** BEGIN INPUT MATERIAL **
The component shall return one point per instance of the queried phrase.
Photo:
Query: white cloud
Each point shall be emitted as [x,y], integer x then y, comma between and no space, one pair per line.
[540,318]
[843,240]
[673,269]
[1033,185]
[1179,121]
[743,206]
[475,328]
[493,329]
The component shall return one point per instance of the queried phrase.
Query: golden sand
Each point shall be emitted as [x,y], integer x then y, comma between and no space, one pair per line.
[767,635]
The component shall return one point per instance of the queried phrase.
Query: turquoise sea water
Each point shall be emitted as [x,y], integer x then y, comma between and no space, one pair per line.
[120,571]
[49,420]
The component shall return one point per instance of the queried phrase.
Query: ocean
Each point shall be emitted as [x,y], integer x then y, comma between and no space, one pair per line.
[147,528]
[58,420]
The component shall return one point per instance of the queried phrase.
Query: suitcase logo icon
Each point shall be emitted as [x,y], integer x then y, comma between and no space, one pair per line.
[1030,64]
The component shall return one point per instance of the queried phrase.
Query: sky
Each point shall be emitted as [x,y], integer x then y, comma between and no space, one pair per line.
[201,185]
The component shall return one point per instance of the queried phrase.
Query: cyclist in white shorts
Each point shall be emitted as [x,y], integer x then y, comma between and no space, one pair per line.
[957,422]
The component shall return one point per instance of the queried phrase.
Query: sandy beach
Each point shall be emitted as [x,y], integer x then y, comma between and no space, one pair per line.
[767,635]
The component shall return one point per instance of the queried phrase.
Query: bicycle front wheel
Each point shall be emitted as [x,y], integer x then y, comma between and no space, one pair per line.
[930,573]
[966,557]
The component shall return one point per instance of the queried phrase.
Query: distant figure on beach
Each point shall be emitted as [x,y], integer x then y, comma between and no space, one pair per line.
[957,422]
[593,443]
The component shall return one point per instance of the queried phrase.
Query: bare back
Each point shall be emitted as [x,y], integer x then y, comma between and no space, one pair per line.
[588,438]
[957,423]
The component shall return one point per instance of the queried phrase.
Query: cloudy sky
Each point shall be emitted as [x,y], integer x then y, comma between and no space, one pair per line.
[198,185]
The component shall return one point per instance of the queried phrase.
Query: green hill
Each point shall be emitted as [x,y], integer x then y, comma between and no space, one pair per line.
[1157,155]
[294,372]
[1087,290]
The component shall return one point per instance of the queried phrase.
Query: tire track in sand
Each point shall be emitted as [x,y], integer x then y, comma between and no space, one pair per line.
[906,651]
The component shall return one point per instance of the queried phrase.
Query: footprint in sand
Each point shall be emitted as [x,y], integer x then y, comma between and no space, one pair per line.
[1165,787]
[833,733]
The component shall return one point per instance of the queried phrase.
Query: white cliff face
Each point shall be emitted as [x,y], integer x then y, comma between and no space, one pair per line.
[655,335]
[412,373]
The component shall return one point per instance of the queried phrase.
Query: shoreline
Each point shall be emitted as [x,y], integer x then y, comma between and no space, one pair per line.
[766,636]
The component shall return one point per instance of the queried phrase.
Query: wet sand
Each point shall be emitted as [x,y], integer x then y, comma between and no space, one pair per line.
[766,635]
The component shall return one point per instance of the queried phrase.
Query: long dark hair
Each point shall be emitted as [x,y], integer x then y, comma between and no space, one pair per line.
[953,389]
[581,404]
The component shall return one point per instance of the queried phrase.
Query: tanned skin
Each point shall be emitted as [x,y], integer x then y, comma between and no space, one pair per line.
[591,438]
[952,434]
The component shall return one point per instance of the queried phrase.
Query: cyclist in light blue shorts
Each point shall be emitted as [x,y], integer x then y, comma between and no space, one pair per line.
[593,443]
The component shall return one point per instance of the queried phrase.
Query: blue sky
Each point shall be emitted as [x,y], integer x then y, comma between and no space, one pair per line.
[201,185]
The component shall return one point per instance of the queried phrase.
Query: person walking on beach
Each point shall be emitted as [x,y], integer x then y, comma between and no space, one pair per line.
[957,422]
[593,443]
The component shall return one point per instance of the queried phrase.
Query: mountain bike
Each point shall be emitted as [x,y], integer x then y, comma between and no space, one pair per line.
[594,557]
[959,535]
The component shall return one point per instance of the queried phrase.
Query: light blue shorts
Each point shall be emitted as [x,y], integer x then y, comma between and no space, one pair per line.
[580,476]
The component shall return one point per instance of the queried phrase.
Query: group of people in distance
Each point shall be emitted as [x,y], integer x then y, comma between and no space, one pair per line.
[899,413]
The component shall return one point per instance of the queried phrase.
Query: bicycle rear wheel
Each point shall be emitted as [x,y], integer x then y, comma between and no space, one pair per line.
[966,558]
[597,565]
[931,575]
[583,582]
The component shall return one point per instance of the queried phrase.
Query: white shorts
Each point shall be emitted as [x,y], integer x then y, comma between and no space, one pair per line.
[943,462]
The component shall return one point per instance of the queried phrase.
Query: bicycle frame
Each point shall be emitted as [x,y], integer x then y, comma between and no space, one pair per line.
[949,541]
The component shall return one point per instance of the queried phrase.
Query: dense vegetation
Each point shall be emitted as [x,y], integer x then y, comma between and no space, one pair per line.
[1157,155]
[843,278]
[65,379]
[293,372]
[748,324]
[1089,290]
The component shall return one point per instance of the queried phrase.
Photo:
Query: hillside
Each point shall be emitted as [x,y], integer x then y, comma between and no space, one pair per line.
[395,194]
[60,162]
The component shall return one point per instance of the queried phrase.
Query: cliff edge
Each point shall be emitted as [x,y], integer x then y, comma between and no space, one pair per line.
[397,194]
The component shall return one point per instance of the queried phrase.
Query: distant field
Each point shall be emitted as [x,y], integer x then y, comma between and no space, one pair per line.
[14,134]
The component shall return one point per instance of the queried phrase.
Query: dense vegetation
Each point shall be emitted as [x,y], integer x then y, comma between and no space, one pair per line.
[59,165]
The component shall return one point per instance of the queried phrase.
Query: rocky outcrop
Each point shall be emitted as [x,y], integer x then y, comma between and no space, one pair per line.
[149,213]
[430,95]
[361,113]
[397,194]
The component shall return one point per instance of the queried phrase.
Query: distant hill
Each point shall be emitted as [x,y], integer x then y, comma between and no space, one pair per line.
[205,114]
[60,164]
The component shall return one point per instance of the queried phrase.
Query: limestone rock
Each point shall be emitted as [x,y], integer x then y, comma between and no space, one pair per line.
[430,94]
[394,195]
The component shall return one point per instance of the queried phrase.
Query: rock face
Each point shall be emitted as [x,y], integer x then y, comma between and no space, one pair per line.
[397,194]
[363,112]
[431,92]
** END INPUT MATERIAL **
All of the data needs to be reproduced exactly, with no line missing.

The component shall return one point per instance of the queried phrase.
Photo:
Query: white cloud
Each point shall be emitted as [x,y], integer x then y, comma between and no space, one pair per line.
[540,318]
[843,240]
[673,269]
[1033,185]
[1179,121]
[743,206]
[475,328]
[493,329]
The component shall return one point per instance of the queried phrase.
Query: golden sand
Each point shall be emitted as [x,y], integer x then y, comma between and no space, one pair per line.
[767,635]
The component shall return one point per instance of the queried phrase.
Query: turquoise sea water
Each point shall be emitted as [x,y], integer x then y, comma between and no space, one pair per line.
[120,571]
[49,420]
The component shall return one point per instance of the queried phrase.
Query: ocean
Each point shall be emitted as [x,y], integer x then y, comma between and no space, one pair per line.
[147,528]
[58,420]
The component shall return one point per instance of the queried phrase.
Query: suitcase logo icon
Each point shall be emitted as [x,y], integer x then y, comma between and no space, one pair per line.
[1030,64]
The component shall return one point per instance of the queried phrase.
Query: sky
Each point shall be emitted as [x,y], integer x then y, comma between and no space, one pair per line.
[201,185]
The component shall return one point per instance of the queried phrase.
Query: cyclist in white shorts
Each point shall be emitted as [x,y], integer x then y, comma between and no space, one pair per line.
[957,422]
The component shall return one point per instance of the queried phrase.
Query: sandy beach
Each point shall be emitted as [x,y], integer x then y, comma between and no space, one pair per line.
[767,635]
The component shall return one point per instance of the queried phrase.
Query: bicycle front wheel
Each point shall be emitted as [x,y], integer x then y, comma between and no space, one pair per line.
[930,573]
[966,557]
The component shall return one point per instance of the queried phrase.
Query: distant figure on beach
Each point shall be emitted as [x,y], integer x then y, comma between and no space, one pair per line.
[957,422]
[593,443]
The component shall return one point per instance of the queried phrase.
Query: bare back
Each point shall be emitted as [x,y], integer x then y, comma between and no space, one pair per line.
[588,438]
[957,423]
The component shall return one point per instance of the queried phrase.
Query: cloudy sky
Each point shall be emitted as [x,y], integer x then y, comma between and no space, one pair per line.
[198,185]
The component shall return one point per instance of the queried phrase.
Query: green hill
Each point shall be emitted as [x,y], integer x then y, comma between and no space, one pair per line.
[1157,155]
[294,372]
[1087,290]
The component shall return one point per instance of the queried phrase.
Query: tire track in sand
Each point shall be emitted as [x,y], integer x then y, comma between and no space, one pair per line.
[906,651]
The component shall return one point per instance of the queried phrase.
Query: footprint in sand
Each point shall be emitted as [x,y], integer x then y, comma between and no space, one pair per line.
[1165,787]
[833,733]
The component shall return one point per instance of the queried phrase.
Query: white cliff face
Each point shall be emitted as [x,y], integer x then y, comma between and no space, one pair per line.
[655,335]
[412,373]
The component shall return one point per instance of the queried phrase.
Query: shoreline
Each point shall be emitted as [x,y], integer x then y, comma between and no space, one pair per line.
[766,636]
The component shall return one point per instance of the queried phrase.
Query: wet sand
Each point shall be emitted as [x,y], integer x then y, comma between and no space, one pair per line.
[766,635]
The component shall return one point per instance of the queried phrase.
Query: long dark hair
Each point shall be emitted as [x,y], integer x then y, comma between and no space, one pair per line.
[953,389]
[581,404]
The component shall return one point per instance of the queried phrase.
Query: tanned skin
Each point shall be emitted as [x,y], integer x then y, comma between and no space, one pair per line.
[591,438]
[952,434]
The component shall return one point per instance of the queried phrase.
Query: cyclist in light blue shorts
Each point shall be emitted as [x,y], integer x then y, comma between and no space, one pair per line.
[593,443]
The component shall return one point per instance of the queried phrase.
Query: blue sky
Each point shall be emitted as [x,y], integer x then y, comma between and no space, one pair per line.
[201,185]
The component shall return one point per instance of the queried phrase.
Query: person walking on beach
Each point shall be emitted as [x,y], integer x then y, comma between and no space, one pair per line.
[957,422]
[593,443]
The component shall return one point per instance of the queried phrase.
Query: mountain bike
Each point shall be emitted as [x,y], integer x then y, comma between and no space, one pair per line.
[594,557]
[959,535]
The component shall return one point per instance of the queried phrase.
Query: light blue shorts
Each point shall be emitted as [x,y], integer x then y, comma between and no space, one pair per line.
[580,476]
The component shall return one point per instance of the queried phrase.
Query: group of people in distance
Each point shall be emitted as [x,y], integer x then y, comma between and no space, one pair per line.
[899,413]
The component shall return one point per instance of the queried phrase.
Query: bicycle rear wheel
Each point shall be emitted as [x,y], integer x then y, comma between and no space, one pair per line.
[966,558]
[597,565]
[931,575]
[583,582]
The component shall return one point per instance of the queried phrase.
Query: white shorts
Each point shall be emitted as [x,y], integer x then y, comma between and no space, one pair per line.
[943,462]
The component shall return one point per instance of the queried phrase.
Query: bicycle frame
Each point shall be emitted as [x,y], integer x then y, comma between and no space, one pair per line.
[949,541]
The component shall return one point per instance of the queried phrase.
Query: dense vegetation
Each point shall be emitted as [x,y], integer x then y, comma between and no space, one pair per line.
[1157,155]
[843,278]
[65,379]
[293,372]
[748,324]
[1089,290]
The component shall return one point per instance of the queried phrase.
Photo:
Query: hillside
Each point shall be emitted as [x,y], integer x then y, comma between and no space, one pair per line.
[395,194]
[60,162]
The component shall return one point per instance of the queried phrase.
Query: cliff edge
Each point shall be emitted as [x,y], integer x then y, comma between and no space, one pair per line.
[397,194]
The component shall return one point per instance of the queried phrase.
Query: distant field
Each point shall be emitted as [x,y], integer x then y, comma between and no space, one pair per line.
[14,134]
The component shall return one point per instance of the queried phrase.
Query: dense vegetation
Each point shall be emitted as [x,y], integer x then y, comma between and no space, one pair per line.
[59,165]
The component shall return one point per instance of the queried phrase.
Query: rocky outcrop
Each point shall be emitted as [x,y], integer x then y, comma between and no space, one pair per line.
[149,213]
[430,95]
[361,113]
[397,194]
The component shall return one point per instance of the queried phrase.
Query: distant hill
Each point shall be emitted as [x,y], integer x then y, comma between and no space, one pair per line.
[205,114]
[60,164]
The component shall return one point per instance of the queried phrase.
Query: limestone rock
Each point shall be emitted as [x,y], integer x then y, comma between and no space, one pair per line.
[430,94]
[394,195]
The component shall return one point per instance of the queried phrase.
Query: rock face
Each point shall be emitted as [x,y], integer x then y, comma between and no space, one pair per line.
[397,194]
[363,112]
[431,92]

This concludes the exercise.